# TESTO DA LEGGERE
┄┄┄┄┄┄

La discussione sui giganti di Rabarama e quei ragazzi armati di pennarello continua. Riprendiamo dal forum gli ulteriori interventi di Sergio Barone, Gabriella Trovato e Chiara Tumino. Una cosa è certa: "non basta mettere le sculture per strada per ottenere dei risultati ". Soffermiamoci allora su tutto quello che manca Le opere di Rabarama deturpate in piazza Teatro Massimo Foto di Chiara Tumino
Diamo loro in mano una matita, un pennello, una telecamera…
CHIARA TUMINO
(…) Penso che parlarne sia fondamentale affinché le attenzioni di tutti si raccolgano attorno a cosa è accaduto e si sensibilizzi l’opinione pubblica e si affini il senso del bello anche in chi questo senso ancora non lo ha affinato. Nessuno con una minima sensibilità può dirsi sia un bacchettone imbambolato a bocca aperta, che davanti a sé vede fiori e api o cavalli alati volare. L’arte è vero, deve scuotere, deve attivare energie, deve essere stimolante, ma è pur vero che deve fare sognare, deve fare ritrovare, deve fare vedere aldilà di se stessa e il rammarico di tutti, è che manca la capacità di analisi di quanto ci sta attorno e la capacità di assorbire energie positive da quanto di positivo ci viene dato. Ma su questo siamo tutti d’accordo. Bacchettoni e non. Siamo tutti d’accordo sulla necessità di progettazioni, di nuove strategie d’azione, sul cambio di mentalità. Siamo in molti i sostenitori di tali necessità. Io direi sempre grazie a chi si mette in gioco, a chi si cura d’arte e a chi l’arte la fa. E agli innamorati dell’arte li lascerei ancora sognare, e più che moralisti e bacchettoni, li chiamerei educatori, che educati già all’arte, hanno la capacità di trasmettere il loro amore ai più giovani. Almeno a me, che tuttavia un certo rispetto per l’arte l’ho sempre avuto, hanno contribuito a rafforzarlo ed interiorizzarlo. E lo hanno fatto con le parole, e con la carica emozionale di chi ama l’arte al punto di trasmettere le pulsioni del bello anche ai più distratti.

┄┄┄┄┄┄

# MATERIALE FORNITO
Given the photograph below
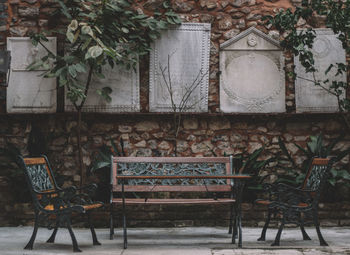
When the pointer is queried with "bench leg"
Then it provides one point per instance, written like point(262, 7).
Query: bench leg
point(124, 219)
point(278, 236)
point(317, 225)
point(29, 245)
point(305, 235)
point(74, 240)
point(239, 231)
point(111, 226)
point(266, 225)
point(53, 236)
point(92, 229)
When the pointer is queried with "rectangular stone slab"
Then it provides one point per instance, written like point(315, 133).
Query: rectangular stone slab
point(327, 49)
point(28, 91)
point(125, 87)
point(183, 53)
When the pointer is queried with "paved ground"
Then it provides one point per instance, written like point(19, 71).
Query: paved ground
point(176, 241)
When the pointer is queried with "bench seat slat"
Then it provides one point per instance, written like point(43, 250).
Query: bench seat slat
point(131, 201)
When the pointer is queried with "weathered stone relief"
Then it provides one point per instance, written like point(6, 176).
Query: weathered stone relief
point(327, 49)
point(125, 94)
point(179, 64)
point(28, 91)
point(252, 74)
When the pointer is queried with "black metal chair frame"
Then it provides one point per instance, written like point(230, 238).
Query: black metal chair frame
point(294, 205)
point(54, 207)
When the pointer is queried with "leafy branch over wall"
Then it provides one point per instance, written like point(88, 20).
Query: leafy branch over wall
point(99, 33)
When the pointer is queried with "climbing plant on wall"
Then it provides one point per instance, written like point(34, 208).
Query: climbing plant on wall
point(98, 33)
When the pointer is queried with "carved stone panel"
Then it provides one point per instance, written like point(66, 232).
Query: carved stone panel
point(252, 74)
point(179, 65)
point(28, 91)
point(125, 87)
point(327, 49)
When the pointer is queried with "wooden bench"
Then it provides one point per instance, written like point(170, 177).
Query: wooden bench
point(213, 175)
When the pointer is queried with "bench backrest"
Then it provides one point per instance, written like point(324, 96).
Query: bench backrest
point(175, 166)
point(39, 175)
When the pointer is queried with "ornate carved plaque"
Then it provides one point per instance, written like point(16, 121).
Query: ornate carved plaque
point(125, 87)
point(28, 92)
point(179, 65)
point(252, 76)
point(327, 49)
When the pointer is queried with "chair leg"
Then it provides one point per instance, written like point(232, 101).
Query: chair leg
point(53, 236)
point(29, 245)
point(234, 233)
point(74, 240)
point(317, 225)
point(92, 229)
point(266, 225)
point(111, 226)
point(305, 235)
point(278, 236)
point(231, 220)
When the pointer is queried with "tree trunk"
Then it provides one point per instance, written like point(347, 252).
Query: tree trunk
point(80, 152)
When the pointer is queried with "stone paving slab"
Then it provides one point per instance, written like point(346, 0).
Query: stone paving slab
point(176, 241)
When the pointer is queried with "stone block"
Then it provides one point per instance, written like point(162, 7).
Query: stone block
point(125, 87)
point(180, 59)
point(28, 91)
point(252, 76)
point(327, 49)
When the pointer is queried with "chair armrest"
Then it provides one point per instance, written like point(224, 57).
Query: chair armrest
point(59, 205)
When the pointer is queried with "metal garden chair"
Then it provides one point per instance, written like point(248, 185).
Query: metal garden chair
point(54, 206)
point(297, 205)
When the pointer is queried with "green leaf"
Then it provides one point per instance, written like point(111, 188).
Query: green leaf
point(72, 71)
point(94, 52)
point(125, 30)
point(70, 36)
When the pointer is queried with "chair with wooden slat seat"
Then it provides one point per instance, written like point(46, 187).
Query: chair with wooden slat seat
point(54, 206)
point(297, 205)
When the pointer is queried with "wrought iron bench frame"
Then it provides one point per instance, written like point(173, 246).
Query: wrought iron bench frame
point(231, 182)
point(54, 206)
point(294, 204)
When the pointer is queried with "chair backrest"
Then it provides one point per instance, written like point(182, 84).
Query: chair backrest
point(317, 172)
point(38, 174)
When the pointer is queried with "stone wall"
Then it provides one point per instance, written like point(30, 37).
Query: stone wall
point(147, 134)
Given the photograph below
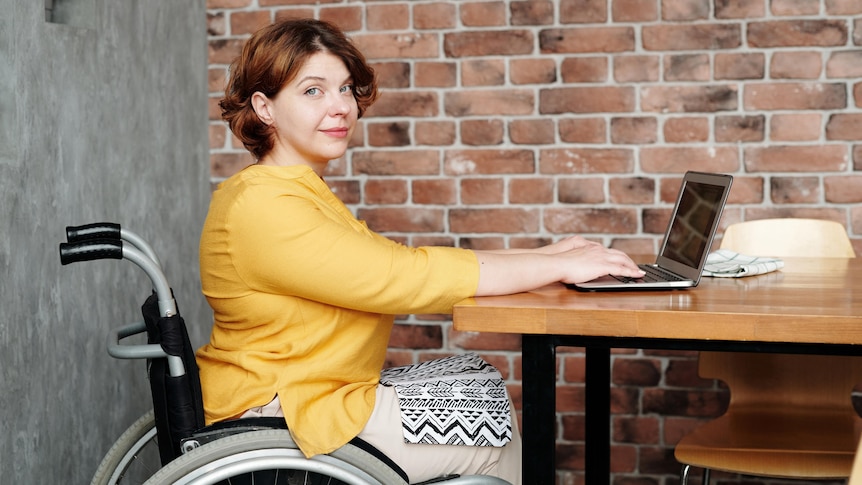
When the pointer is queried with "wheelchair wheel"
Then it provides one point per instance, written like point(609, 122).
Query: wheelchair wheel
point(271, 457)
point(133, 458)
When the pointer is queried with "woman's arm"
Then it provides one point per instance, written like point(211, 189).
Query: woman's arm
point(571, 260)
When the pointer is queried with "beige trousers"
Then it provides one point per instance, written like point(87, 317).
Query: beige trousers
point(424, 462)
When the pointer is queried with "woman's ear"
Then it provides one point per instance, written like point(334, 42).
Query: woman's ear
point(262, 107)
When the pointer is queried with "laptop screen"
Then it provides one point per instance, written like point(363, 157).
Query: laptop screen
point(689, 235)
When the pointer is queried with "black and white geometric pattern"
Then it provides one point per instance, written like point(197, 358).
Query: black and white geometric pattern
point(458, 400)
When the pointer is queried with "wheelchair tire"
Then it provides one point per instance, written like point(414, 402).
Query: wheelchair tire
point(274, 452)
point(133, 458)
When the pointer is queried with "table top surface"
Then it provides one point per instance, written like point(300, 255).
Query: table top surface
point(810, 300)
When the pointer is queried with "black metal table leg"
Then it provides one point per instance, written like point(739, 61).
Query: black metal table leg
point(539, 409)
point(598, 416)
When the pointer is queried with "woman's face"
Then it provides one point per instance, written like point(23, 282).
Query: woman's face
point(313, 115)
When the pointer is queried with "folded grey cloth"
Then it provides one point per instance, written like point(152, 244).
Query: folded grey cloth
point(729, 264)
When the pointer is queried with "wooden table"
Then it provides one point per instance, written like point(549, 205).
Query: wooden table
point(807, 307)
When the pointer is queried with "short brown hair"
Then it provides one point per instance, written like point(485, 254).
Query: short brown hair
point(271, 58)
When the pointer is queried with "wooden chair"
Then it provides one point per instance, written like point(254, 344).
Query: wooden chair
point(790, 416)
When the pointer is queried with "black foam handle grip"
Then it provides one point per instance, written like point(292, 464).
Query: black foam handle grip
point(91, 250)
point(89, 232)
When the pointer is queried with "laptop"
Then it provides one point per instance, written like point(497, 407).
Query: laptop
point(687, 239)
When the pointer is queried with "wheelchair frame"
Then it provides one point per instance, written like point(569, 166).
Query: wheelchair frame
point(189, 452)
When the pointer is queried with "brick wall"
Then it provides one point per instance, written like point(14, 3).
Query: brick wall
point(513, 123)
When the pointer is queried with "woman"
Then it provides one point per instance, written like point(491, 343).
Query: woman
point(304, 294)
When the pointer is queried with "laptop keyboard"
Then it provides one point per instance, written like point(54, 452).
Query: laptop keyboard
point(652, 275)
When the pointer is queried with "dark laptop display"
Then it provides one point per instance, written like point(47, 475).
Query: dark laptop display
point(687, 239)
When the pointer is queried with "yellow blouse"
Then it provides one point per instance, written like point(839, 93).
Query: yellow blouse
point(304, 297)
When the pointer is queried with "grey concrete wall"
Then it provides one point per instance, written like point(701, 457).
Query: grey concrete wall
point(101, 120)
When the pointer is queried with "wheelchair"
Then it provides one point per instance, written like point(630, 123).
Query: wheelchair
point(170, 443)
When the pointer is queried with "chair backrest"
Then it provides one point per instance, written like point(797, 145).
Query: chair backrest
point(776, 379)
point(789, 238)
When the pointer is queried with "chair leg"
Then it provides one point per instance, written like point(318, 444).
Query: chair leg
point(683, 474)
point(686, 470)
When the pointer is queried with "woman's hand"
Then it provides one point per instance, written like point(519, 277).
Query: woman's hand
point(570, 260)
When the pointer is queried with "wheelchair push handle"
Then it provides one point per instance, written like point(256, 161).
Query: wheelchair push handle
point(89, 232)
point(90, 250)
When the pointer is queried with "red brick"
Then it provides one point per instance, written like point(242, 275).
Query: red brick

┄┄┄┄┄┄

# SU COSA LAVORARE
1. Traduci in inglese questa frase del testo da leggere: "Siamo tutti d'accordo sulla necessità di progettazioni, di nuove strategie d'azione, sul cambio di mentalità."
2. Rispondi alle seguenti domande basandoti sul testo da leggere.
(a) In quale piazza si trovano le opere di Rabarama deturpate?
(b) Di chi sono gli ulteriori interventi ripresi dal forum?
(c) Nell'intervento di Chiara Tumino, come vengono chiamati gli innamorati dell'arte al posto di moralisti e bacchettoni?

# RISPOSTE SCRITTE
1. We all agree on the need for planning, for new strategies of action, and for a change of mentality.

2.
(a) Le opere deturpate si trovano in piazza Teatro Massimo.
(b) Gli ulteriori interventi sono di Sergio Barone, Gabriella Trovato e Chiara Tumino.
(c) Vengono chiamati educatori.